**AIM:**
Repeat every one of the records below verbatim, keeping each line unchanged.

**EXTRACTED DATA:**
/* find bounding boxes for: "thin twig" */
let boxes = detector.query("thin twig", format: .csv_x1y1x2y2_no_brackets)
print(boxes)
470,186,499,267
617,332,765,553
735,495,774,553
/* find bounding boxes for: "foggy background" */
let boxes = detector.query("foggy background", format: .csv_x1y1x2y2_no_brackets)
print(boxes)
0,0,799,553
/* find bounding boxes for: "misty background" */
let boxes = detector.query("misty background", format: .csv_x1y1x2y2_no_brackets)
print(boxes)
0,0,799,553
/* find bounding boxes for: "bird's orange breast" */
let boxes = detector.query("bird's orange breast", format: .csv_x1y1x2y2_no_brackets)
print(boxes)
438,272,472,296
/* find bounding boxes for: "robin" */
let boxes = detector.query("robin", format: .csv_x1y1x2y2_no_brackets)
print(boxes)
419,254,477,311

**RESPONSE TO THIS TASK:**
/* find bounding boxes for: "thin twig" */
let boxes = detector.query("thin twig", format: .csv_x1y1x2y2_no_brackets)
print(boxes)
470,186,499,267
617,332,765,553
735,495,774,553
/* find bounding boxes for: "foggy background" */
let boxes = detector.query("foggy background", format: .csv_x1y1x2y2_no_brackets)
print(boxes)
0,0,799,553
/* find bounding boxes for: "misty background" */
let boxes = detector.query("misty background", format: .csv_x1y1x2y2_no_brackets)
print(boxes)
0,0,799,553
/* find bounding boxes for: "bird's orange breast" */
let boxes = detector.query("bird's orange breast", format: .csv_x1y1x2y2_no_brackets)
print(boxes)
438,272,472,296
/* find bounding boxes for: "robin" */
let boxes = detector.query("robin", format: .csv_x1y1x2y2_no_brackets)
print(boxes)
419,254,477,311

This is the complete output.